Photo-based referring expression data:

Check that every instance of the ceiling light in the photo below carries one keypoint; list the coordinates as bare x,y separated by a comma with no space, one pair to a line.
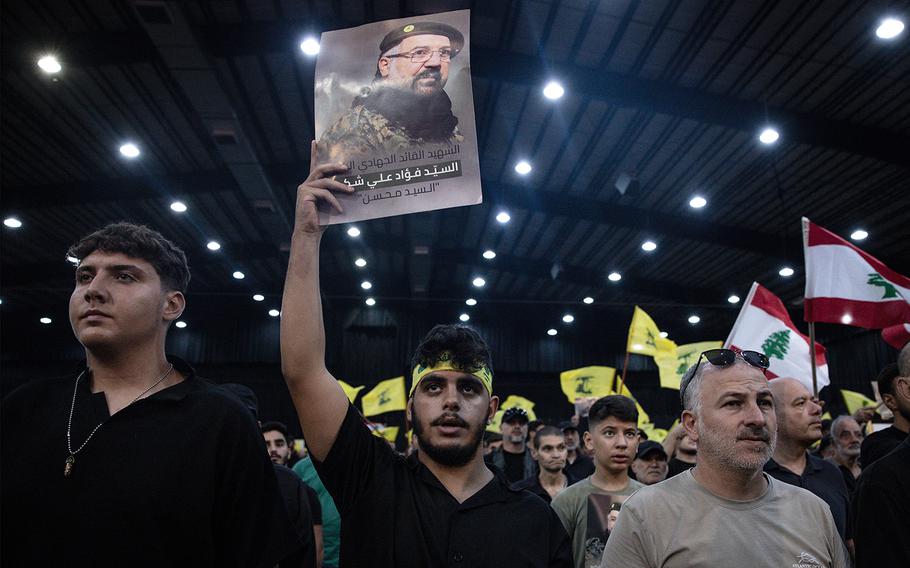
889,28
769,136
51,65
130,150
697,202
523,168
310,46
553,90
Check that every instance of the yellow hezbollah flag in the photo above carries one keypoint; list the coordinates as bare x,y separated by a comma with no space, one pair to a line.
587,382
387,396
644,336
674,366
350,391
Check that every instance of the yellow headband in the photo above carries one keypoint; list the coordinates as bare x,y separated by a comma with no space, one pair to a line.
445,363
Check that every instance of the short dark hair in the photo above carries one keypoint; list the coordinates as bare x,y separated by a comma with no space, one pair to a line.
885,379
139,241
466,347
547,431
616,405
274,425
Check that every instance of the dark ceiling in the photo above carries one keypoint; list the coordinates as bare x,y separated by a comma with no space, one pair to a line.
672,92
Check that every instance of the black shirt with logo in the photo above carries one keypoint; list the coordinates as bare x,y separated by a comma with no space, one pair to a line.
395,513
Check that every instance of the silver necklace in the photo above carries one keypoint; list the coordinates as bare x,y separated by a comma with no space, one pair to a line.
71,459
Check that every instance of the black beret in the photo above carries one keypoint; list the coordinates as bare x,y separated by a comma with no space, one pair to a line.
397,35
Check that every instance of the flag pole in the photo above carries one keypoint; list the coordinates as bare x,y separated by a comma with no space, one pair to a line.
812,355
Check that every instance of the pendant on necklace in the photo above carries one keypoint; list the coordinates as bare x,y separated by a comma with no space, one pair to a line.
68,465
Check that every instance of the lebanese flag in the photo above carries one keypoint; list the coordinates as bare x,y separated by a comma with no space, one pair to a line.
764,325
849,286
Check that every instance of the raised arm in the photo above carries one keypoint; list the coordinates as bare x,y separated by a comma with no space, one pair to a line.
320,401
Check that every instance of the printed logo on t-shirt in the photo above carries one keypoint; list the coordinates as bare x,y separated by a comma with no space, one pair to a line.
806,560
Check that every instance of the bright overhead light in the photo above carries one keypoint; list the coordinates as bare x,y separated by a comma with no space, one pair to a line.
889,28
769,135
523,168
130,150
51,65
553,90
697,202
310,46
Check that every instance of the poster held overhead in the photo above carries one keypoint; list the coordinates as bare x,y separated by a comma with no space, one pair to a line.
394,103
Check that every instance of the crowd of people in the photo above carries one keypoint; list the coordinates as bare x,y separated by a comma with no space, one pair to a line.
744,478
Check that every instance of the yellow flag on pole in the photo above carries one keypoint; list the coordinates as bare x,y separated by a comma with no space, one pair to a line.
387,396
350,391
674,366
644,336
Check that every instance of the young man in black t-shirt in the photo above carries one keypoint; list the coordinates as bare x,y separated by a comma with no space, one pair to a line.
440,505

#### Your objective
Set the data above down again exactly as given, with no pictures.

#### Written response
Check that every instance of the ceiling light in the photo below carries one keypoint; list the coordinates as bare x,y separated by a comma with no space, one pair to a line.
889,28
769,136
51,65
130,150
697,202
523,168
310,46
553,90
Check that every instance of the yellow hezbollah flag in the photo above carries one keypoint; list the coordinates as bare x,y separated by a comma with no space, one pair to a line.
587,382
387,396
644,336
674,366
350,391
Check that every instance of the yellow headband in the photo above carries one keypoint; list the coordinates as bare x,y separated by a comma with no space, one pair to a line.
445,363
Check that every instance of the short dark hair in the photo above carries one keypoint; list the coordinates as bare x,y separated by a comma with no space, one pair to a line.
885,379
139,241
466,347
547,431
616,405
274,425
Check that every instance of the dark ceiling in the photo above carries one keypoint; list the coordinates as bare x,y separated by a comma with no space, one pair to a line.
672,92
Check that every instance of the black shirt with logo in the photo above carries one keypoint; list the coordinates as bare x,y separated by a comma with no space, one pair to a line.
395,513
Check that every instance of the silver necklace in the photo above carries one keypoint; list the coordinates as bare x,y separated by a comma with no space, one pair to a line.
71,459
Check that every instance of the black beret in the photo above carries one keypoint; list the coordinates as bare x,y separated by a comma with no space, one pair to a line.
397,35
Check that every instance of the flag pole in the photo above carries one keypoint; list the coordinates as bare x,y separated by a comma with no space, one pair to a line.
812,355
Check that every instance of the pendant on necklace in the photo above carries one keypoint; list the coordinates as bare x,y separated by a comma with no space, one pair to a line.
68,465
Check that every instance of the lebanese flag in the photo above carries one keypoint; list the coordinates as bare x,y separated by a comma with no space, one pair to a line.
764,325
849,286
Check that every instance of the raised arm in the photo above carries one keypoint; list the coordinates as bare x,y separated by a comma with no space, one pair to a line.
320,401
Check that every instance of the printed logo on t-shirt in the photo above carries one keypoint; list the coordinates as bare x,y separated by a comma with no space, one pair to a line.
806,560
Check that every instance of the bright overhead light in the photo above carries one keypoint; list the coordinates as bare x,y separated by a comma with no space, one pair to a line.
889,28
769,135
523,168
130,150
51,65
553,90
697,202
310,46
Check that every instance of the poster held overhead in the photo above carries one keypoint; list the coordinates as bare x,y separated by a comma with no space, one pair to a line.
394,103
Check that every instance of the crowd of people in the photo above carries one keypoint; list the coordinates as bare x,y separated by a comma with no space, one pair to a line.
744,478
Check that every instance of the yellow flag on pole in the photo above carries one keypoint; list the coordinates as bare x,y separated by a comma with no space, one pair to a line.
387,396
350,391
674,366
644,336
Check that every instance of the young man in black t-shirt in the photo above carries one keypoint; list the coordinates as bare x,y separated by a comma with no space, one pair to a line.
440,505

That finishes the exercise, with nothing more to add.